• Task objective:
Repeat only the lines below from the one containing "Target: upper teeth" through the one containing "Target: ear", inclusive, exactly as written.

Point localization data
_ _ _ _ _

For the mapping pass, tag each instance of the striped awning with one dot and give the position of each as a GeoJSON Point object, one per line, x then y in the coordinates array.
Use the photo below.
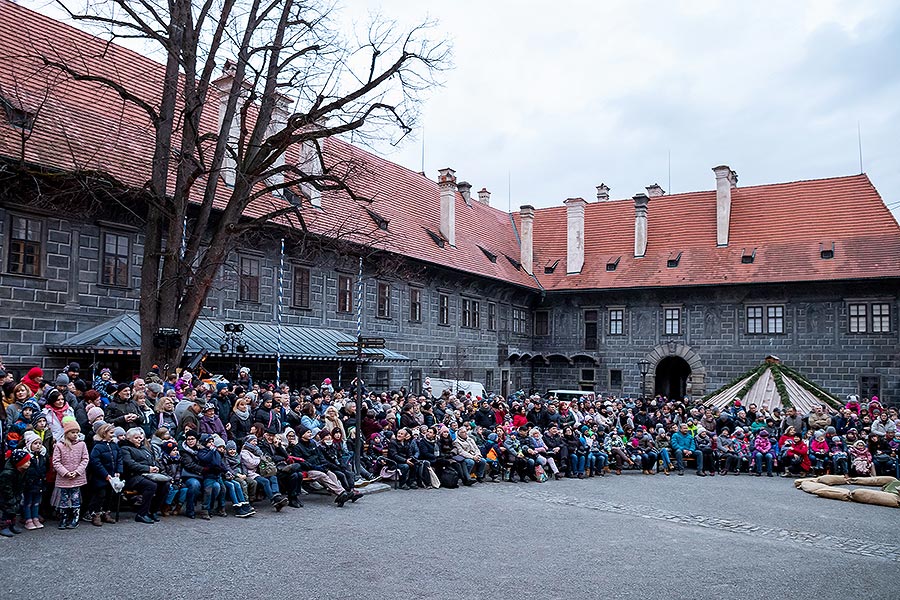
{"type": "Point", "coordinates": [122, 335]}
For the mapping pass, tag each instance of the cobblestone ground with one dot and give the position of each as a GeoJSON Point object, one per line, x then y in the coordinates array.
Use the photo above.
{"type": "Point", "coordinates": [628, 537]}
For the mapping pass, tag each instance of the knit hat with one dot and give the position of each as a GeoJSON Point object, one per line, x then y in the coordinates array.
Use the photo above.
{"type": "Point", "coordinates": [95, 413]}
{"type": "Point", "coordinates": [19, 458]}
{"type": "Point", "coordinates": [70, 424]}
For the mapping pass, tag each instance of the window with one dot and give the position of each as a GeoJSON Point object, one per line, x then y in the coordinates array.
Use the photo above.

_ _ _ _ _

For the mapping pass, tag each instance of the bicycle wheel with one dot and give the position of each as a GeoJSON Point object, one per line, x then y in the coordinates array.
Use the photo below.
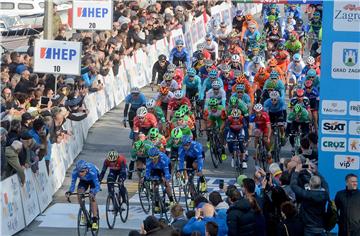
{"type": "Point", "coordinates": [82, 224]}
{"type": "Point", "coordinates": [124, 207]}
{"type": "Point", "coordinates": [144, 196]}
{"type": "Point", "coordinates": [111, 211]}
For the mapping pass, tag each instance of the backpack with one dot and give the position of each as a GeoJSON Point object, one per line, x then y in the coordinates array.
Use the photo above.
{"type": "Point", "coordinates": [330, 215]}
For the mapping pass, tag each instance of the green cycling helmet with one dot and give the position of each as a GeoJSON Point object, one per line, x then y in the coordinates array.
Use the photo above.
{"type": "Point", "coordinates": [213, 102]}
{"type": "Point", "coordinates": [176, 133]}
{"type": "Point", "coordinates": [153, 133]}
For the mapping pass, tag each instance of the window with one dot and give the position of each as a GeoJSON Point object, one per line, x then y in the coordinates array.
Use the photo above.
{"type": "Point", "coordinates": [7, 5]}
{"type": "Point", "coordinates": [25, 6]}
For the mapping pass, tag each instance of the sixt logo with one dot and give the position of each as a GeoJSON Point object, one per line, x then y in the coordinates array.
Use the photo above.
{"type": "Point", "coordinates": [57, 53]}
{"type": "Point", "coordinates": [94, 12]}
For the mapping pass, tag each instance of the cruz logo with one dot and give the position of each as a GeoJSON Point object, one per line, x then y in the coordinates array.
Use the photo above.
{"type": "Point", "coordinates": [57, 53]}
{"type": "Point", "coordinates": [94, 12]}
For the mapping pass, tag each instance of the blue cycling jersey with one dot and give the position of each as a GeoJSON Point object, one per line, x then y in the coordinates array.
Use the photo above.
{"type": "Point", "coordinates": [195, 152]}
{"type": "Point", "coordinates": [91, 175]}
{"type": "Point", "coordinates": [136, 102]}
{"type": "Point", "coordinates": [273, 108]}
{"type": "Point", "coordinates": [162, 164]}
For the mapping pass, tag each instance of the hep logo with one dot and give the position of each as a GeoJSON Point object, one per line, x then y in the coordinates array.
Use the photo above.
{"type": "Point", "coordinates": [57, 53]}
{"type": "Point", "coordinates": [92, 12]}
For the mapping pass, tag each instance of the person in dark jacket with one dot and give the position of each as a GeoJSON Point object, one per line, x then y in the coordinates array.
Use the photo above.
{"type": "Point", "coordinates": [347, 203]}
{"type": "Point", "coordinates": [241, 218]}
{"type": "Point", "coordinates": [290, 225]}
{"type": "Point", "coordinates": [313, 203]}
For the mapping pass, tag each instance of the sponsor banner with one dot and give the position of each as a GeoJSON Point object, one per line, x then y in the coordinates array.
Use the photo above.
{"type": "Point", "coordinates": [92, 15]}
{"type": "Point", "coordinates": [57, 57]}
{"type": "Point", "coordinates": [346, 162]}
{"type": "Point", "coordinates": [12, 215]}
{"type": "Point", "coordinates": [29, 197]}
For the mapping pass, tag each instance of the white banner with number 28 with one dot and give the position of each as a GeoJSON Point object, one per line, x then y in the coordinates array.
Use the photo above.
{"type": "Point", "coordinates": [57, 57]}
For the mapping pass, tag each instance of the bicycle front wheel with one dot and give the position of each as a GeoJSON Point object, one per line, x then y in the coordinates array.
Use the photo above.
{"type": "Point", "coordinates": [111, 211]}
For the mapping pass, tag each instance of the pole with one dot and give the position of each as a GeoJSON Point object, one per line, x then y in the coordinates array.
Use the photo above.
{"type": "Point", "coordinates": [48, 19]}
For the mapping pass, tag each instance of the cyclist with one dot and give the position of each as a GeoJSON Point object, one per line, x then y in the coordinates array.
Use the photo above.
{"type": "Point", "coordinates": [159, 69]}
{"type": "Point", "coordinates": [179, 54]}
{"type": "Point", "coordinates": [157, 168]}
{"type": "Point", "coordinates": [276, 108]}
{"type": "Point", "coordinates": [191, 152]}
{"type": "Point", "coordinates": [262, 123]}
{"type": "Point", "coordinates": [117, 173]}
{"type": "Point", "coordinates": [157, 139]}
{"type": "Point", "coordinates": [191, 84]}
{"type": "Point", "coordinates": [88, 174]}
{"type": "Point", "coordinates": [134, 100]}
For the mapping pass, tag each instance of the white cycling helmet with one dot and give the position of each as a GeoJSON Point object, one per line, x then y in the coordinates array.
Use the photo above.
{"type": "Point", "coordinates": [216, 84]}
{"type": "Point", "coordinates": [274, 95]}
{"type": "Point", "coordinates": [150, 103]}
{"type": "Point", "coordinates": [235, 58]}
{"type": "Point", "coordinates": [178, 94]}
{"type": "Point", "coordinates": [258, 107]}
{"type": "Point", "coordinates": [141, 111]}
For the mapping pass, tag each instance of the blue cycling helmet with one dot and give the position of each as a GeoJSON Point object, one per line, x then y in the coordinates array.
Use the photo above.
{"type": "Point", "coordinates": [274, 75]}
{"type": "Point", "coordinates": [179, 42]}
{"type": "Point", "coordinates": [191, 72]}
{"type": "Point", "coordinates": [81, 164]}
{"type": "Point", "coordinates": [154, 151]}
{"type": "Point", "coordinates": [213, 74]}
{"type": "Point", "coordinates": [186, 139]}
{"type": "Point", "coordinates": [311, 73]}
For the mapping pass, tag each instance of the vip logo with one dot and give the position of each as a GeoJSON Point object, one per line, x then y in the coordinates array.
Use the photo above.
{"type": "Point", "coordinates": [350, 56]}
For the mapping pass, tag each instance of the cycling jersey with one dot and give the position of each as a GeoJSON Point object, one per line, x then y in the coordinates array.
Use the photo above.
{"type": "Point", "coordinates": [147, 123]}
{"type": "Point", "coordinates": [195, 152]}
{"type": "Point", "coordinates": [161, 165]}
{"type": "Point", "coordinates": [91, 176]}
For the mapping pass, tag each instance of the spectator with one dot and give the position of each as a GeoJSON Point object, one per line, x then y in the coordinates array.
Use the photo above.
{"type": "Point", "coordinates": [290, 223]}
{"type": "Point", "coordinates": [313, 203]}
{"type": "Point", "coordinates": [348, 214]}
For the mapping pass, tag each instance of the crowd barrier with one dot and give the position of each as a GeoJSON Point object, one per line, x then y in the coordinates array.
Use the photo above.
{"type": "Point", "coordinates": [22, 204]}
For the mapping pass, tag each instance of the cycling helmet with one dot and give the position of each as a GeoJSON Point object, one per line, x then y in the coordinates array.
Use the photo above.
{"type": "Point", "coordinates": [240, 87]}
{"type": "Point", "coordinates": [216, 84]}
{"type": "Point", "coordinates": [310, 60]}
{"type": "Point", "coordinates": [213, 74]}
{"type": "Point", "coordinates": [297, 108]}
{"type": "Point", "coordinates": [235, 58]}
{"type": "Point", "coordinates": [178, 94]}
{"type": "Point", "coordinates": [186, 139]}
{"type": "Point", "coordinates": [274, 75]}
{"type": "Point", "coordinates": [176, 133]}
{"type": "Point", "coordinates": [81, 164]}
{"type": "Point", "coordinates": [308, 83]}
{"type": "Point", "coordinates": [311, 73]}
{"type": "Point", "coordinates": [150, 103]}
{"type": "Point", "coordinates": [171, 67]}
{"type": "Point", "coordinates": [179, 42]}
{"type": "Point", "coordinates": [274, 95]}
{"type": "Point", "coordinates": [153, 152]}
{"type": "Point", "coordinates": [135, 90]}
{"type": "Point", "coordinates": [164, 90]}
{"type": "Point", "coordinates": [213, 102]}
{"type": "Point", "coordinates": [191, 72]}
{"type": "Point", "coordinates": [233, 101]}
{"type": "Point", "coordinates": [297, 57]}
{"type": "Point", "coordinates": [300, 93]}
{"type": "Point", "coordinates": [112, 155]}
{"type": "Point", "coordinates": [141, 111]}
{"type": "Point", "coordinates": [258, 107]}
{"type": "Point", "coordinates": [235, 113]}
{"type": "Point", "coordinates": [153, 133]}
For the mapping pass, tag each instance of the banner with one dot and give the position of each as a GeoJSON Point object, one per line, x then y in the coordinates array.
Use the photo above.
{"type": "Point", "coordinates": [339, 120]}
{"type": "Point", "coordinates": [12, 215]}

_ _ _ _ _

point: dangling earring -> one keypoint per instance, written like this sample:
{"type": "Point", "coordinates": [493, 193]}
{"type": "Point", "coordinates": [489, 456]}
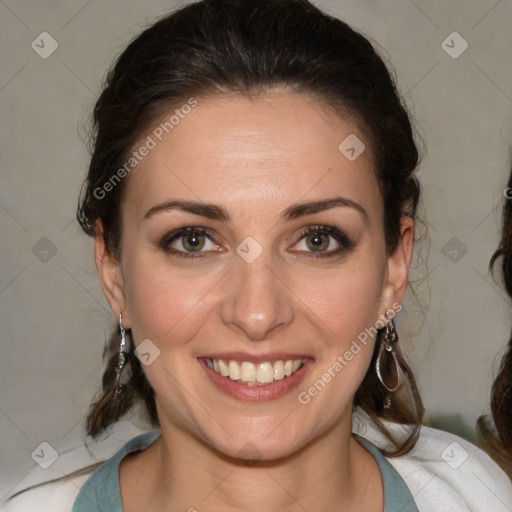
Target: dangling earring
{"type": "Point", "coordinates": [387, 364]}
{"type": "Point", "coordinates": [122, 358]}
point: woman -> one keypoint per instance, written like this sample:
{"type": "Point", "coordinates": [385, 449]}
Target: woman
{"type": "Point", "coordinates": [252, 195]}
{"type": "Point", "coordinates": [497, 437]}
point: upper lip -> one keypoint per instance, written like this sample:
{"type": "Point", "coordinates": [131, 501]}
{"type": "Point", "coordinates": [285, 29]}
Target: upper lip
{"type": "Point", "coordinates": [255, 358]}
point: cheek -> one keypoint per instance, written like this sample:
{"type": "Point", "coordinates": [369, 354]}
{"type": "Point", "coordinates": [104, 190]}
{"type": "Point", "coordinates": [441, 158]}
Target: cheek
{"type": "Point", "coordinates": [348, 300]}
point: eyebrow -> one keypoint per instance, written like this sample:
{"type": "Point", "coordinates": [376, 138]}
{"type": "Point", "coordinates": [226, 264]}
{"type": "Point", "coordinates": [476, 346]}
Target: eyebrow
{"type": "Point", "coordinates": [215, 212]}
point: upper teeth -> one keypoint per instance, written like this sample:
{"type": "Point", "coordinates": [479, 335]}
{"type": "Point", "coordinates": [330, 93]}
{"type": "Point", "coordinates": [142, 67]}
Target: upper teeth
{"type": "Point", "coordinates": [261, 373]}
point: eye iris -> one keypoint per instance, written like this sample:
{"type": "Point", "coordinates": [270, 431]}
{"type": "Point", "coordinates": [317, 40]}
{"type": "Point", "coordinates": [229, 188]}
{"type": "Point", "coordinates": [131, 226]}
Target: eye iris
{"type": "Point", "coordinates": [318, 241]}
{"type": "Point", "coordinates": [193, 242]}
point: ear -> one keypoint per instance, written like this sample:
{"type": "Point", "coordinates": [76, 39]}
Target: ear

_ _ _ _ _

• Result for this task:
Target: upper teeth
{"type": "Point", "coordinates": [261, 373]}
point: eye iris -> one keypoint per instance, written like this sample:
{"type": "Point", "coordinates": [270, 431]}
{"type": "Point", "coordinates": [317, 40]}
{"type": "Point", "coordinates": [229, 188]}
{"type": "Point", "coordinates": [131, 226]}
Target: eye iris
{"type": "Point", "coordinates": [318, 241]}
{"type": "Point", "coordinates": [193, 242]}
point: ear -> one keypoint per instance, written like this sample:
{"type": "Point", "coordinates": [76, 39]}
Target: ear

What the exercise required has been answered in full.